### DOCUMENT SECTION
Data Point, Data Snapshot

9 in 10 Hispanic Children in Households With Low Incomes Live With at Least One Employed Adult

Helping families with children achieve economic independence is a core goal of the Administration of Children & Families (ACF). To this end, many ACF programs, such as Temporary Assistance for Needy Families (TANF), include efforts to support the paid employment of parents in economically vulnerable families. However, adult employment is already quite common in the households of Hispanic children in families with low incomes.

Most Hispanic children in families with low incomesa —in other words, families whose incomes fall below 200 percent of the federal poverty threshold (or the federal poverty level, FPL)—live with an employed adult, based on our analysis of the 2023 American Community Survey. As shown in Figure 1:

  • Approximately 9 in 10 (89%) Hispanic children living in families with low incomes have at least one employed adult in the household. Most of this employment is full-time: Specifically, more than two thirds (68%) of Hispanic children in families with low incomes live with an adult who works full-time (at least 35 hours per week).
  • Living with an employed adult is more common among Hispanic children in immigrant families (meaning at least one parent was born outside the United States) with low incomes: 93 percent of children in immigrant families live with at least one employed adult and 72 percent live with an adult employed full-time; comparable figures among Hispanic children who live with only U.S.-born parents are 84 percent and 63 percent, respectively.

Additionally, for all Hispanic children, regardless of family income or whether their parents were born in the United States, 95 percent have at least one employed adult in their household and 82 percent live with an adult employed full-time (see Table A in the Appendix).

Figure 1: Most Hispanic children in families with low incomes live with working adults
Percentage of Hispanic children in families with low incomes who live with an employed adult, by whether their parents were born in the United States

Shows that most Hispanic children in families with low incomes live with working adults and that those with at least one non-us born parent were more likely than others to have an adult working full time.

These data can inform efforts to make ACF programs most useful to Hispanic families. Despite their strong connections to the labor market, research finds that fewer than 1 in 5 Hispanic families with low incomes earn enough to cover a basic budget for a family. Hispanic families with low incomes may benefit from employment and job training opportunities that also support development of essential skills and make higher-wage jobs more attainable.

### TO BE DONE
Update the data snapshot on Hispanic children's households from "Figure 1: Most" to "jobs more attainable." by putting "employed adults" in place of "working adults".

### ROWS
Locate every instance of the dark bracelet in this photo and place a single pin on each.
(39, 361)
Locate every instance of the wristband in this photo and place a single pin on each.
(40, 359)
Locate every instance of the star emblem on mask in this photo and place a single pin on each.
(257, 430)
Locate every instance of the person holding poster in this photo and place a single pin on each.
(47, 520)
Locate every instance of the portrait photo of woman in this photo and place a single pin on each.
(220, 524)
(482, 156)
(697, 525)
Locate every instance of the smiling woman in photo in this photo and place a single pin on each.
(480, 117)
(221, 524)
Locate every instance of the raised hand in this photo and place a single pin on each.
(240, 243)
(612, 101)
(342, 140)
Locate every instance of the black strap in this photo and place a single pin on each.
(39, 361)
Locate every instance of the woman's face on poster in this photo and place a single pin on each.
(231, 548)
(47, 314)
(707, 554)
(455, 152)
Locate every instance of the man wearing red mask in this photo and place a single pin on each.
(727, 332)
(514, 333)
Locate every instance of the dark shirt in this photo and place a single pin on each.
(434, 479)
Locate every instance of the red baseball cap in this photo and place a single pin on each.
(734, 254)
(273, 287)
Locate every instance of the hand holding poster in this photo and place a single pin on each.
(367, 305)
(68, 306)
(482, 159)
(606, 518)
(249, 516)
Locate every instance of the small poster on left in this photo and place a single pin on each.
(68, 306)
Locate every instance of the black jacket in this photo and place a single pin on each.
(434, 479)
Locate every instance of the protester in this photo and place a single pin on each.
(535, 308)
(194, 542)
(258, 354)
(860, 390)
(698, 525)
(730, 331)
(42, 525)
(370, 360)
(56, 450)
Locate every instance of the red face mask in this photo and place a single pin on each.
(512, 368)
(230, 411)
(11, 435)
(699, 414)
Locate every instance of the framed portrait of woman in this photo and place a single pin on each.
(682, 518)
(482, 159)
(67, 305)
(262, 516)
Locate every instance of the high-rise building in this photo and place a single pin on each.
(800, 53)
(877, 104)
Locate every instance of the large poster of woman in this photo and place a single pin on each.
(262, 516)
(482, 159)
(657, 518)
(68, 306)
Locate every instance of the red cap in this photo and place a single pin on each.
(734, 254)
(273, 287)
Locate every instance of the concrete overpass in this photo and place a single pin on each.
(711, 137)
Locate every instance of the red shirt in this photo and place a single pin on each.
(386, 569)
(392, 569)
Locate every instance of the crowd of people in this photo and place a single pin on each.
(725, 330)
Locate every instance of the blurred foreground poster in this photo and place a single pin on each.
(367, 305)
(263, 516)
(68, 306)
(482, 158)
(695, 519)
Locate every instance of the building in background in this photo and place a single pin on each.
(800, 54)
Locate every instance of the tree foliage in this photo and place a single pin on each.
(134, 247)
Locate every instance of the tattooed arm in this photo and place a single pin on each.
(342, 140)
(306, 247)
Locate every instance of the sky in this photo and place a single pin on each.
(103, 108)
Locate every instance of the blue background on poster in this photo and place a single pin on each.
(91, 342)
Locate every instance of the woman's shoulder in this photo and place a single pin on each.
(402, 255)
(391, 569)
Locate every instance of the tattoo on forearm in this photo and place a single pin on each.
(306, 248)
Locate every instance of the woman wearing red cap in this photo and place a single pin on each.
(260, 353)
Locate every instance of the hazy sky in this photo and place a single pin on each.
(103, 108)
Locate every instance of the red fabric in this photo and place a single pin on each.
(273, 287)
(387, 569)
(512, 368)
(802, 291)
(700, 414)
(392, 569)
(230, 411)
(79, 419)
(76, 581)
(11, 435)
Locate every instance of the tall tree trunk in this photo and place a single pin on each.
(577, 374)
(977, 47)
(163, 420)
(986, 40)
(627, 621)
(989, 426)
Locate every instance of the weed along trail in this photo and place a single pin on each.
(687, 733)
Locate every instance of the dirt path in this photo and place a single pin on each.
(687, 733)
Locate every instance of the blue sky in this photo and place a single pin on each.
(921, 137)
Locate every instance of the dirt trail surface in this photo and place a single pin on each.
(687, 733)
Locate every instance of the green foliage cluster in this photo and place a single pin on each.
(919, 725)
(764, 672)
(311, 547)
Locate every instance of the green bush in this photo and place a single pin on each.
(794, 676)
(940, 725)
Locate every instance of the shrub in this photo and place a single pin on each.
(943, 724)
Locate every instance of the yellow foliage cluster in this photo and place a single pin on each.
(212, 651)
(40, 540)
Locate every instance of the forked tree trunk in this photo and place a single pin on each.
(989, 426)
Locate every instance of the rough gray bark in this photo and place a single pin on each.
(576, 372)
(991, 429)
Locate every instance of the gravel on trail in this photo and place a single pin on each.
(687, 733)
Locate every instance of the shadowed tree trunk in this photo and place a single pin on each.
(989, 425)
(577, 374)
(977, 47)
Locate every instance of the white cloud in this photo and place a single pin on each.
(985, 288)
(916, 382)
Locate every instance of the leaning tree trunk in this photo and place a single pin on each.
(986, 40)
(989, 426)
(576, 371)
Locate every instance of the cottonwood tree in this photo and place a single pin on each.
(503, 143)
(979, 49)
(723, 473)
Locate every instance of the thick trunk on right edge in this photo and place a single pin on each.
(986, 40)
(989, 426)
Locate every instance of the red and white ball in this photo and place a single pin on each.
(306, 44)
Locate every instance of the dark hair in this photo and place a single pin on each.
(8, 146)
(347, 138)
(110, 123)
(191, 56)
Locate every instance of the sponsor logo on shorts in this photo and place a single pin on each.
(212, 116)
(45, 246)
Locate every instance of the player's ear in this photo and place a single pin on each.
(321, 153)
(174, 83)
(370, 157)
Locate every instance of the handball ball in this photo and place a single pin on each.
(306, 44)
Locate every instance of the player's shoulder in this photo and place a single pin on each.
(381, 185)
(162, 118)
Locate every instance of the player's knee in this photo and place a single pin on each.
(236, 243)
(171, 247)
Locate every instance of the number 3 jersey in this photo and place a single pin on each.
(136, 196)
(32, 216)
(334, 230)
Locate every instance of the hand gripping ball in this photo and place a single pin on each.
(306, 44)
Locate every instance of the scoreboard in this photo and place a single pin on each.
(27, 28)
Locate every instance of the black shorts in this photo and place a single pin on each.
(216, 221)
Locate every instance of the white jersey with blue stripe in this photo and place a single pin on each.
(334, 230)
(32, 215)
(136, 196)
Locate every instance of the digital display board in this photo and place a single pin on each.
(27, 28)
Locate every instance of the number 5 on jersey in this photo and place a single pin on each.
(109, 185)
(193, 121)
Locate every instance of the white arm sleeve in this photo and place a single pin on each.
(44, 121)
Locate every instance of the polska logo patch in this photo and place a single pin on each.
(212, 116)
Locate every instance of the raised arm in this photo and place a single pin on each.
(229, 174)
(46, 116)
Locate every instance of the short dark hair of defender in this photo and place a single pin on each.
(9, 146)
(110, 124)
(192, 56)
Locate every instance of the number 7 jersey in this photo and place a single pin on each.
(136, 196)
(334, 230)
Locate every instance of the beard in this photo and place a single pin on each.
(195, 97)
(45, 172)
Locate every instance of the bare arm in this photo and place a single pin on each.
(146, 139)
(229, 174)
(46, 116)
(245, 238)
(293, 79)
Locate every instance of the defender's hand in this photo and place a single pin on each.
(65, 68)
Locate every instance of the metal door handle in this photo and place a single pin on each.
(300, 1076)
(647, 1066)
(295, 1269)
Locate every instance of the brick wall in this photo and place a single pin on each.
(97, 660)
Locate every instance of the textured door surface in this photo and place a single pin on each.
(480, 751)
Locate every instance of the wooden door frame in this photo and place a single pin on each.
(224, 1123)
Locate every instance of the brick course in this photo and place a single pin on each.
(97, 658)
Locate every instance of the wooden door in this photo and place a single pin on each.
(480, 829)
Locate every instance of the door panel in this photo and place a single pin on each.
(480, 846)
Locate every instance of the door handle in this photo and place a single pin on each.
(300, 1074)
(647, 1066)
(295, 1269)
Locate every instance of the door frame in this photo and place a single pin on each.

### SOLVED PROBLEM
Figure 1: Most Hispanic children in families with low incomes live with employed adults
Percentage of Hispanic children in families with low incomes who live with an employed adult, by whether their parents were born in the United States

Shows that most Hispanic children in families with low incomes live with employed adults and that those with at least one non-us born parent were more likely than others to have an adult working full time.

These data can inform efforts to make ACF programs most useful to Hispanic families. Despite their strong connections to the labor market, research finds that fewer than 1 in 5 Hispanic families with low incomes earn enough to cover a basic budget for a family. Hispanic families with low incomes may benefit from employment and job training opportunities that also support development of essential skills and make higher-wage jobs more attainable.